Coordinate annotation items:
-- begin --

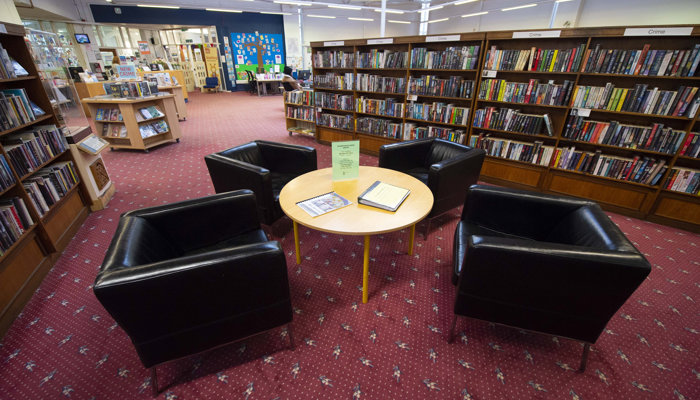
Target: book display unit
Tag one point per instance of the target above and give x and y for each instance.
(609, 114)
(42, 202)
(138, 123)
(299, 112)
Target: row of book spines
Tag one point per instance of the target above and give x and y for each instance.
(528, 93)
(654, 138)
(507, 119)
(14, 221)
(109, 114)
(50, 185)
(534, 153)
(643, 62)
(645, 170)
(637, 99)
(683, 180)
(691, 145)
(300, 113)
(543, 60)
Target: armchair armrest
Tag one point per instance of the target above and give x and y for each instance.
(202, 222)
(574, 280)
(406, 155)
(287, 158)
(452, 177)
(518, 212)
(229, 174)
(177, 294)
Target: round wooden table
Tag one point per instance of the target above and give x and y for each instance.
(356, 219)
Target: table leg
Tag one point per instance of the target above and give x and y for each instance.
(296, 242)
(365, 272)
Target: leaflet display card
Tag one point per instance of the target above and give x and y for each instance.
(324, 203)
(346, 160)
(383, 195)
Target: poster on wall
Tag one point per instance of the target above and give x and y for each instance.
(255, 50)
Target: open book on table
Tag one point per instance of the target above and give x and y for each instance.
(383, 195)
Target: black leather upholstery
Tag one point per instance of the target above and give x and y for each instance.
(263, 167)
(187, 277)
(447, 168)
(542, 262)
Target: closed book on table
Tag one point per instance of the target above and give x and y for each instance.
(383, 195)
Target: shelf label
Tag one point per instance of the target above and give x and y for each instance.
(683, 31)
(443, 38)
(581, 112)
(535, 34)
(380, 41)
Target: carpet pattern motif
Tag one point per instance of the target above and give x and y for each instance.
(65, 345)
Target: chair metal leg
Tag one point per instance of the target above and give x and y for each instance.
(154, 381)
(584, 357)
(451, 338)
(291, 339)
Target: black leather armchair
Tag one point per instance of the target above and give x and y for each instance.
(541, 262)
(263, 167)
(447, 168)
(186, 277)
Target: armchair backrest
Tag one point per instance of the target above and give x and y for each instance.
(249, 153)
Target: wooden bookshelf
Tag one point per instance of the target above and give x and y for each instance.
(25, 263)
(128, 108)
(562, 70)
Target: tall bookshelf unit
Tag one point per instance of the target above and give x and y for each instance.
(25, 263)
(543, 121)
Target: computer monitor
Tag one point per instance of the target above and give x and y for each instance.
(82, 38)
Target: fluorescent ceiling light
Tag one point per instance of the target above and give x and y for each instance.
(221, 10)
(519, 7)
(345, 6)
(475, 14)
(389, 11)
(157, 6)
(431, 9)
(294, 3)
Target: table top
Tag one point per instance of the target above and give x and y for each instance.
(356, 219)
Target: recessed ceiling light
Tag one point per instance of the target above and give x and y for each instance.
(475, 14)
(157, 6)
(345, 6)
(389, 11)
(519, 7)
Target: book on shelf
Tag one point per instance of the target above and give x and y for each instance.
(323, 204)
(383, 195)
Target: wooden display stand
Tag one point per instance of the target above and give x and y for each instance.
(180, 104)
(25, 263)
(128, 108)
(641, 200)
(91, 167)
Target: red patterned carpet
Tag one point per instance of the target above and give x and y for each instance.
(64, 344)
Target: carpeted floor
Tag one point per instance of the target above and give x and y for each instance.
(64, 344)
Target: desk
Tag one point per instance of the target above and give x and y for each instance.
(270, 81)
(356, 219)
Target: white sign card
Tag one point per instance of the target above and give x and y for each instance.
(535, 34)
(682, 31)
(443, 38)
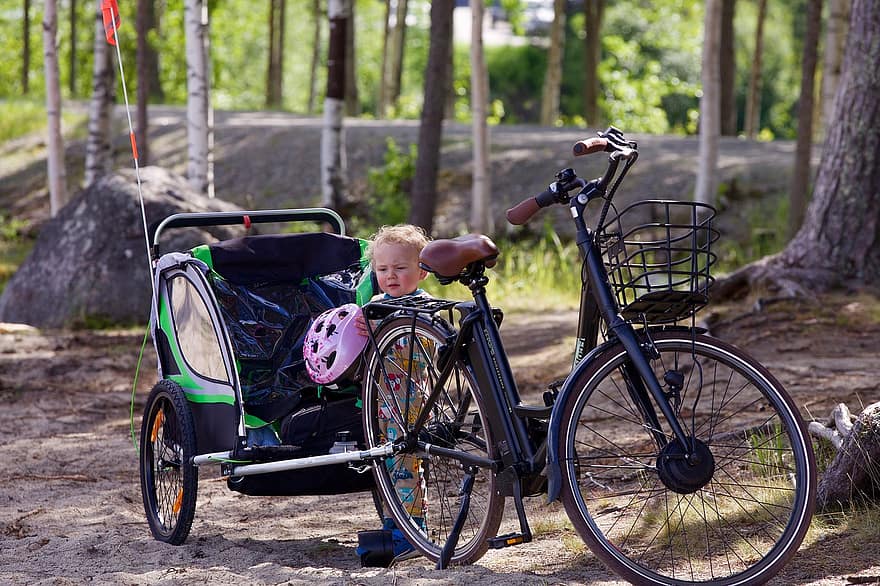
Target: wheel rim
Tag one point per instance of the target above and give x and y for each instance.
(456, 421)
(164, 457)
(742, 518)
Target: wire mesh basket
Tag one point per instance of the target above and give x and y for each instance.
(658, 254)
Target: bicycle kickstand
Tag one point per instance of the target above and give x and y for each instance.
(467, 485)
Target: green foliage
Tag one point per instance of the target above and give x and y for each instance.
(389, 186)
(766, 226)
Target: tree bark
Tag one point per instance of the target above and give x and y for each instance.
(198, 110)
(480, 220)
(55, 145)
(593, 11)
(728, 68)
(316, 48)
(836, 244)
(26, 48)
(352, 99)
(397, 45)
(854, 473)
(801, 174)
(71, 77)
(275, 74)
(333, 163)
(553, 76)
(835, 40)
(437, 76)
(99, 145)
(753, 102)
(710, 106)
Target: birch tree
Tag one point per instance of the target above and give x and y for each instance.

-- end --

Instructions for the task: Convert all the items above into a numbered list with one entry per line and no blank lines. Leave the pictures out of your answer.

Solution to this task:
1. Target: book display unit
2. Tag one point per instance of the target above and give x and y for each instance.
3. (609, 114)
4. (42, 202)
5. (138, 123)
6. (299, 112)
7. Target: row of book spines
8. Tag one point per instance of the target above and give x and y for each instance.
9. (528, 93)
10. (654, 138)
11. (507, 119)
12. (14, 221)
13. (109, 114)
14. (50, 185)
15. (534, 153)
16. (643, 62)
17. (645, 170)
18. (637, 99)
19. (683, 180)
20. (691, 145)
21. (300, 113)
22. (543, 60)
23. Target: armchair armrest
24. Tag one point per instance of the target above and give x and y for each instance.
25. (202, 222)
26. (574, 280)
27. (406, 155)
28. (287, 158)
29. (452, 177)
30. (518, 212)
31. (229, 174)
32. (177, 294)
33. Target: round wooden table
34. Tag one point per instance of the target above and give x and y for each instance.
35. (356, 219)
36. Target: table leg
37. Tag one point per instance of the target above and give x and y for each instance.
38. (296, 242)
39. (365, 272)
40. Target: leaflet display card
41. Tag one point per instance of the target above and give x and y for each instance.
42. (324, 203)
43. (346, 160)
44. (383, 195)
45. Target: poster on wall
46. Tag one point per instance of the target above and give x and y for each instance.
47. (255, 50)
48. Target: open book on table
49. Tag one point per instance of the target above and give x and y for each instance.
50. (383, 195)
51. Target: black leather upholstery
52. Tag one point per instance of the target above and give x and y for each instance.
53. (263, 167)
54. (187, 277)
55. (447, 168)
56. (542, 262)
57. Target: closed book on table
58. Tag one point per instance of the target above and give x and y for each instance.
59. (383, 195)
60. Target: shelf label
61. Tag one point per instance of the target above and give x and y for each instance.
62. (683, 31)
63. (443, 38)
64. (581, 112)
65. (535, 34)
66. (380, 41)
67. Target: carpet pattern motif
68. Tag one point per instance of the target above and give x and y for each instance.
69. (65, 345)
70. Target: chair metal leg
71. Tag one point per instance of the target above and give x and y for each instance.
72. (154, 381)
73. (584, 357)
74. (451, 338)
75. (291, 339)
76. Target: black leather armchair
77. Tag one point per instance of the target above and give x and y for each instance.
78. (541, 262)
79. (263, 167)
80. (447, 168)
81. (186, 277)
82. Target: armchair backrest
83. Tag one point per instance of the target above and give x and y for each instance.
84. (249, 153)
85. Target: wooden bookshelf
86. Tag one point per instance of the target above and give x and y for each instance.
87. (25, 263)
88. (128, 108)
89. (562, 70)
90. Target: tall bookshelf unit
91. Tag one point per instance of the target above and give x and y for each instance.
92. (25, 263)
93. (543, 121)
94. Target: computer monitor
95. Tag one point per instance of the target above and give x and y for each instance.
96. (82, 38)
97. Target: fluorescent ceiling light
98. Tag one point per instance of the target above and give x and y for each instance.
99. (221, 10)
100. (519, 7)
101. (345, 6)
102. (475, 14)
103. (389, 11)
104. (157, 6)
105. (431, 9)
106. (294, 3)
107. Target: table top
108. Tag one point per instance of the target above and give x and y for each instance.
109. (356, 219)
110. Target: recessed ceiling light
111. Tag one point per instance of the target above and give x and y for each instance.
112. (475, 14)
113. (157, 6)
114. (345, 6)
115. (389, 11)
116. (519, 7)
117. Target: book on shelf
118. Tag one point per instance of the target above and give x and y for each instance.
119. (323, 204)
120. (383, 195)
121. Target: wooden display stand
122. Tag one point per instance of the target above and give x and y for each instance.
123. (180, 104)
124. (25, 263)
125. (128, 108)
126. (641, 200)
127. (91, 167)
128. Target: red patterned carpet
129. Tag one point per instance of the target above and give x and y for each instance.
130. (64, 344)
131. Target: carpeted floor
132. Tag one point per instance of the target above and give x and y for each instance.
133. (64, 344)
134. Target: desk
135. Tag one point per instance of the target above and give x and y for each instance.
136. (270, 81)
137. (356, 219)
138. Target: white sign card
139. Tag one point per instance of the target above and give x and y for each instance.
140. (535, 34)
141. (682, 31)
142. (443, 38)
143. Target: wheel rim
144. Tag one point per instance of the target above and give x and y for each instance.
145. (456, 421)
146. (164, 457)
147. (742, 518)
148. Target: wire mesh basket
149. Tag one point per instance of the target above and give x and y for each instance.
150. (658, 254)
151. Target: bicycle kickstand
152. Tag one point per instance of the target above and give x and y for each instance.
153. (467, 485)
154. Target: green foliage
155. Tag one point per instance of the target above and give x and y for each instance.
156. (389, 186)
157. (766, 226)
158. Target: tree bark
159. Tag one point per instance of the target above and give x and y for each instance.
160. (198, 110)
161. (480, 220)
162. (55, 145)
163. (593, 11)
164. (728, 68)
165. (316, 48)
166. (836, 244)
167. (26, 48)
168. (352, 99)
169. (397, 45)
170. (854, 473)
171. (801, 174)
172. (71, 77)
173. (275, 74)
174. (333, 163)
175. (553, 76)
176. (835, 40)
177. (437, 76)
178. (99, 145)
179. (753, 102)
180. (710, 106)
181. Target: birch tree
182. Tag one point per instance of the target above and give x and y for each instance.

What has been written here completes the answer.